Aufgabenstellung A:
Übertragen Sie alle unten folgenden gespeicherten Einträge des Datensatzes wortgetreu und Zeile für Zeile, nicht aber den Text. Die Bilder lassen Sie in Ihrer Abschrift weg.

Textauszug:
^^^^

Wien. „Der Druck auf Volksschullehrer ist ungeheuer groß. Sie entscheiden mit ihrer Notengebung allein über die Aufnahme an der AHS. Das soll sich ändern. Ich bin für ein objektiveres Verfahren“: Mit diesen Worten in der „Presse am Sonntag“ stellte Bildungsminister Heinz Faßmann (ÖVP) Änderungen beim Wechsel von der Volksschule ins Gymnasium in Aussicht. Neben dem Zeugnis, so der Bildungsminister, sollen künftig auch die Ergebnisse diverser standardisierter Bildungstests ausschlaggebend für die AHS-Berechtigung sein.

Diese Pläne stießen umgehend auf Widerstand. „Das hielte ich für gefährlich“, sagt etwa die Ex-Bildungsministerin und jetzige SPÖ-Bildungssprecherin Sonja Hammerschmid im Gespräch mit der „Presse“. In diesem Alter dürfte es keine „punktuellen Stichtagstests“ geben – genau darauf würden die Überlegungen des Bildungsministers aber hinauslaufen.

^^^^

Aufgabenstellung B:
Geben Sie aus dem Text über den Wechsel von der Volksschule ins Gymnasium den Abschnitt wörtlich wieder, beginnend bei „Wien. „Der Druck“ und endend bei „die AHS-Berechtigung sein.“.

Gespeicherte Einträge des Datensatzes

^^^^

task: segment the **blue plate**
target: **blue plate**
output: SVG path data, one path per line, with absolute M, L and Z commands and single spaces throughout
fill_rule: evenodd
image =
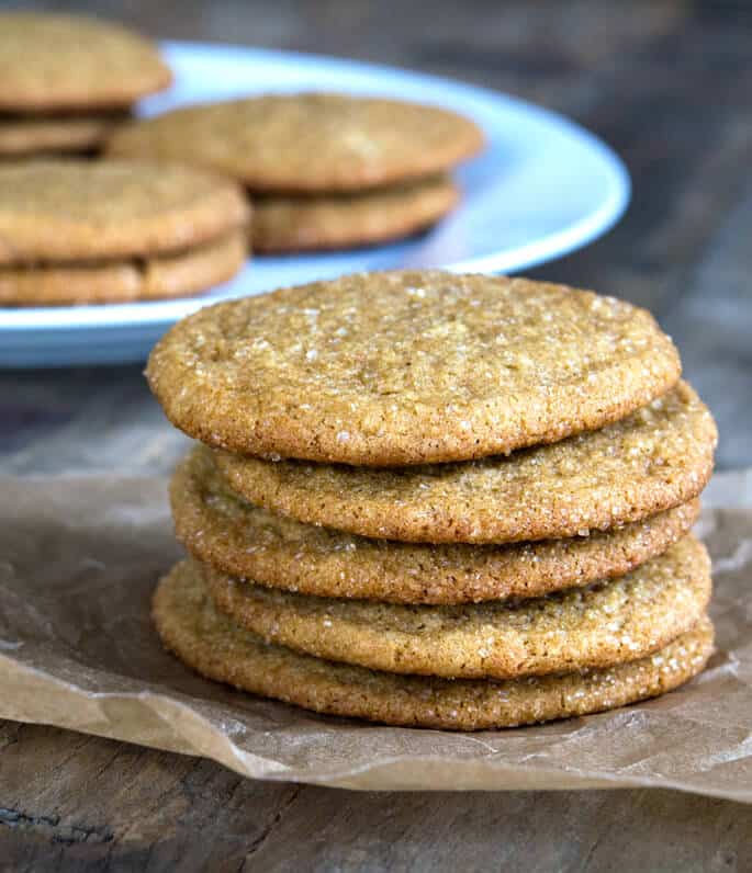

^^^^

Lösung zur Aufgabe A:
task: segment the **blue plate**
target: **blue plate**
output: SVG path data, one path per line, with absolute M, L and Z commands and single spaces throughout
fill_rule: evenodd
image =

Lösung zur Aufgabe B:
Wien. „Der Druck auf Volksschullehrer ist ungeheuer groß. Sie entscheiden mit ihrer Notengebung allein über die Aufnahme an der AHS. Das soll sich ändern. Ich bin für ein objektiveres Verfahren“: Mit diesen Worten in der „Presse am Sonntag“ stellte Bildungsminister Heinz Faßmann (ÖVP) Änderungen beim Wechsel von der Volksschule ins Gymnasium in Aussicht. Neben dem Zeugnis, so der Bildungsminister, sollen künftig auch die Ergebnisse diverser standardisierter Bildungstests ausschlaggebend für die AHS-Berechtigung sein.